Test whether $(PK_r, C_1, SEC)$ is a a DDH triplet. If yes, $M$ is the encrypted message!

Pairings and the DDH assumption

A pairing is a function $e: \mathbb{G}_1 \times \mathbb{G}_2 \rightarrow \mathbb{G}_T$ with the property that $e(a \times P, b \times Q) = (a + b) \times e(P, Q)$ for any $a, b \in \mathbb{F}, P \in \mathbb{G}_1, Q \in \mathbb{G}_2$.
Now, if $\mathbb{G}_1 = \mathbb{G}_2$, the existence of an efficiently computable pairing implies that the DDH assumption does not hold: $(a \times G, b \times G, C)$ will be a DDH tripple if and only if $e(a \times G, b \times G) = e(C, G)$.
If $\mathbb{G}_1 \ne \mathbb{G}_2$, breaking the DDH assumption in $\mathbb{G}_1$ is a bit tricker: In addition to $(a \times G_1, b \times G_1, C) \in (\mathbb{G}_1, \mathbb{G}_1, \mathbb{G}_1)$, you'd also need either $a \times P \in \mathbb{G}_2$ or $b \times P \in \mathbb{G}_2$ (for some $P \in \mathbb{G}_2$) to do the same trick. So let's see if Bob thought of that!
BLS signatures

BLS signatures require two groups $\mathbb{G}_1$ and $\mathbb{G}_2$ and a pairing function $e$ as defined above. Additionally, we need a hash function $h: \mathbb{M}_s \rightarrow \mathbb{G}_2$ which maps from the message space to $\mathbb{G}_2$.
The signature scheme works as follows:

The signer samples a secret key $sk \in \mathbb{F}$ and publishes the public key $PK := sk \times G_1 \in \mathbb{G}$

Given a message $m \in \mathbb{M}_s$, the signature is computed as $SIG := sk \times h(m) \in \mathbb{G}_2$

The verifier can check the signature by verifying that $e(PK, h(m)) = e(G_1, SIG)$


Bob's mistake

Bob wants to combine ElGamal encryption with BLS signatures, using the signature scheme to sign the ElGamal cyphertext.
Now, notice that if we're working over pairing friendly groups $\mathbb{G}_1$ and $\mathbb{G}_2$ and we do the ElGamal encryption in $\mathbb{G}_1$, the key generation is exactly the same as that of BLS signatures! Taking advantage of this, Bob implements his scheme as follows:

Each party generates a secret key $sk \in \mathbb{F}$ and public key $PK = sk \times G_1 \in \mathbb{G}_1$. This key pair will be used in both the encryption and signature scheme!

## Pointing dataset excerpts

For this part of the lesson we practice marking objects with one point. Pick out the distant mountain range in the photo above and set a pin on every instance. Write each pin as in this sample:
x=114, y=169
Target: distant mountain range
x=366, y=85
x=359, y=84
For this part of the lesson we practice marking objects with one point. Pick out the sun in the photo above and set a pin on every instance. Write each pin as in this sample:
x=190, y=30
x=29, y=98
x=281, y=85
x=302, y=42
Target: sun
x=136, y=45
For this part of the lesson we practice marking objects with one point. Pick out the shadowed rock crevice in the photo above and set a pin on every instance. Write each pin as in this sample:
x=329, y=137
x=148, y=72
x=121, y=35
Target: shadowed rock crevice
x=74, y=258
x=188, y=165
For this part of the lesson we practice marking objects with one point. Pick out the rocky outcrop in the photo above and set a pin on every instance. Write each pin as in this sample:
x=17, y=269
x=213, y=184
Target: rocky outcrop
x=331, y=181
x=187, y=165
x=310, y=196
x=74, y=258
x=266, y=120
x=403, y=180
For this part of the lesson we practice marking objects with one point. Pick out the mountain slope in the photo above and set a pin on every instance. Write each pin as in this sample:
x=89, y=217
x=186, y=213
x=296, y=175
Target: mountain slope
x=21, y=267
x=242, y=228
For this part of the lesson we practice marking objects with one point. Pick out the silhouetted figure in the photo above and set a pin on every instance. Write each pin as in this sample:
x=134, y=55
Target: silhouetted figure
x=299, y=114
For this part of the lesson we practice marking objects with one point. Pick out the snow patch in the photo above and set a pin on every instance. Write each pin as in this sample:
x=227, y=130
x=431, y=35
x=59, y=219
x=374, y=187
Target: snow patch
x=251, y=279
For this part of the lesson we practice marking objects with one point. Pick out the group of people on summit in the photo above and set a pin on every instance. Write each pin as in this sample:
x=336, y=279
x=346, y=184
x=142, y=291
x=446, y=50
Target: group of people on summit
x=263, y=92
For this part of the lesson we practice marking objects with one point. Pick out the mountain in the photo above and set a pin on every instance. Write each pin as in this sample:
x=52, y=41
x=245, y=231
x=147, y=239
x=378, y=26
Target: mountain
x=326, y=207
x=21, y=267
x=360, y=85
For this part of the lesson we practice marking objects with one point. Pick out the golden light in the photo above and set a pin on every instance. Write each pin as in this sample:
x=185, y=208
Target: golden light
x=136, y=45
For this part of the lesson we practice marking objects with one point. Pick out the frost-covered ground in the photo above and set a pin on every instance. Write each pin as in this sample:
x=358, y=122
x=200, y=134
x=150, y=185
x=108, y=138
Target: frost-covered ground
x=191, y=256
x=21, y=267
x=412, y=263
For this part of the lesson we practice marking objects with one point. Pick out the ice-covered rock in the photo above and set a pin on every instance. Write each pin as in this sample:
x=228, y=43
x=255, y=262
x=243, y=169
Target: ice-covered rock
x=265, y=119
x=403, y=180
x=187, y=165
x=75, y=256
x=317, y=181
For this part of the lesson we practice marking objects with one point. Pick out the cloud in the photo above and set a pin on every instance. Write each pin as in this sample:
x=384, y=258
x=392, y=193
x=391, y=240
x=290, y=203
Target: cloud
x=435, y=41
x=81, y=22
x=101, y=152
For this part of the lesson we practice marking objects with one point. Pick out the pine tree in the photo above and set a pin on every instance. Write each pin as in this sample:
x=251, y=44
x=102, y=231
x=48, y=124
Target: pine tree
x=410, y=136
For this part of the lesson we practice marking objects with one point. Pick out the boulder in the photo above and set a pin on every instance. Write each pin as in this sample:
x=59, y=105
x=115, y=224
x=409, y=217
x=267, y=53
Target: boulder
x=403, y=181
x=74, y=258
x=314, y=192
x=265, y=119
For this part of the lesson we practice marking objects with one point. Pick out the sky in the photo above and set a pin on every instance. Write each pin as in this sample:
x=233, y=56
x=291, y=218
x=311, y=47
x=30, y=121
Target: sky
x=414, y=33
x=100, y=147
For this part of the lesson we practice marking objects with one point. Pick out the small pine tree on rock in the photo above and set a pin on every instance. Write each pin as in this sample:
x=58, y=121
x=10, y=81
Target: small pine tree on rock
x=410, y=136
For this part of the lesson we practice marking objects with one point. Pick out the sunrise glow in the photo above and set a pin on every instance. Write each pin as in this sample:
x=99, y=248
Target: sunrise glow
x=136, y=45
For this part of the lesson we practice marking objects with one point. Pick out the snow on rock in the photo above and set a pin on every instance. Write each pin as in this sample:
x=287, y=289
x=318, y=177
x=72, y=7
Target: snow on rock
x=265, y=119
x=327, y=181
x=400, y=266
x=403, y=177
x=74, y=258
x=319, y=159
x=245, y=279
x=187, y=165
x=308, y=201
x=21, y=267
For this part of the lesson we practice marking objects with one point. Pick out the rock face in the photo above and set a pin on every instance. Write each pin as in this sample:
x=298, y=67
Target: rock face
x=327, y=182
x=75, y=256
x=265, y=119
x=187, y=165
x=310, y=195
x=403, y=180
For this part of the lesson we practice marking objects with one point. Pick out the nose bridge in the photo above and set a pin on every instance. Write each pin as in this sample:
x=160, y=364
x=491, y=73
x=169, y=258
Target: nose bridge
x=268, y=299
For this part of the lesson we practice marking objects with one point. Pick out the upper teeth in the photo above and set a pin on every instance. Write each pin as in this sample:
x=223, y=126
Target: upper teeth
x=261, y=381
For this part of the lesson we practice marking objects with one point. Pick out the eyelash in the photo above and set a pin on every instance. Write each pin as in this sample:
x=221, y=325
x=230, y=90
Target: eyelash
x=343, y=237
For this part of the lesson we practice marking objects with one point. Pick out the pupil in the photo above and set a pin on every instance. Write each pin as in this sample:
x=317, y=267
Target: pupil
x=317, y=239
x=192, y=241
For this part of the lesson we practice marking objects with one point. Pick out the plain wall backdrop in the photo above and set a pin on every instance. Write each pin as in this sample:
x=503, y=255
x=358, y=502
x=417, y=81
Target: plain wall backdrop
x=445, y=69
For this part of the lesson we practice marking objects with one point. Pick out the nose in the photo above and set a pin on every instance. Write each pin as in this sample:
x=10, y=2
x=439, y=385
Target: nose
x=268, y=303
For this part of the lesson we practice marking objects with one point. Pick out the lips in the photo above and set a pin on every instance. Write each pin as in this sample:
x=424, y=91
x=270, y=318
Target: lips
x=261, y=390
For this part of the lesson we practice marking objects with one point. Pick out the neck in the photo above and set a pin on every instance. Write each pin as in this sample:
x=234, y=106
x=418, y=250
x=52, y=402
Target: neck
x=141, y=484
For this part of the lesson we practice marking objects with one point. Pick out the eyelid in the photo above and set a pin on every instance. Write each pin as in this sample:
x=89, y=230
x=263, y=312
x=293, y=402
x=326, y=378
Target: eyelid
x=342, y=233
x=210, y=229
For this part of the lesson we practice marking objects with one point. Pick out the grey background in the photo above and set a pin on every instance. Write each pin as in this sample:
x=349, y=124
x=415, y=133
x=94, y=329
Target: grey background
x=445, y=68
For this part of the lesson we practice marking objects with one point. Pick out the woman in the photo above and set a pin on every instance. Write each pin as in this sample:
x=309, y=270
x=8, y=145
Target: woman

## EXERCISE REQUIREMENTS
1 - Answer the following questions using the passage on pairings and BLS signatures.
(a) Between which two sets does the hash function required for BLS signatures map?
(b) What does Bob intend to sign with the signature scheme?
(c) In which schemes is each party's key pair to be used?
2 - Transcribe the passage on pairings and BLS signatures from "A pairing is" up to and including "b \times G) = e(C, G)$.".
3 - Go on with the passage on pairings and BLS signatures, beginning after its final sentence.

## ANSWERS FOR THIS EXERCISE
1 -
(a) It maps from the message space $\mathbb{M}_s$ to $\mathbb{G}_2$.
(b) The ElGamal cyphertext.
(c) In both the encryption scheme and the signature scheme.

2 -
A pairing is a function $e: \mathbb{G}_1 \times \mathbb{G}_2 \rightarrow \mathbb{G}_T$ with the property that $e(a \times P, b \times Q) = (a + b) \times e(P, Q)$ for any $a, b \in \mathbb{F}, P \in \mathbb{G}_1, Q \in \mathbb{G}_2$.
Now, if $\mathbb{G}_1 = \mathbb{G}_2$, the existence of an efficiently computable pairing implies that the DDH assumption does not hold: $(a \times G, b \times G, C)$ will be a DDH tripple if and only if $e(a \times G, b \times G) = e(C, G)$.

3 -
The message $M \in \mathbb{M} \subset \mathbb{G}_1$ is then ElGamal encrypted to $C = (C_1, C_2)$ using the sender's secret key as randomness:

$C_1 := sk_s \times G = PK_s \in \mathbb{G}_1$
$C_2 := sk_s \times PK_r + M \in \mathbb{G}_1$


The BLS signing algorithm is applied to the cyphertext (i.e. $\mathbb{M}_s = (\mathbb{G}_1, \mathbb{G}_1)$):

$SIG := sk_s \times h(C) \in \mathbb{G}_2$


Now, implemented like this, this let's us break the DDH assumption!
Suppose we have guessed the message and computed our candidate shared secret $SEC \in \mathbb{G}_1$, as described above. We can check whether $SEC = (sk_r + sk_s) \times \mathbb{G}_1$ by checking whether:
$$
e(SEC, h(C)) = e(PK_r, SIG)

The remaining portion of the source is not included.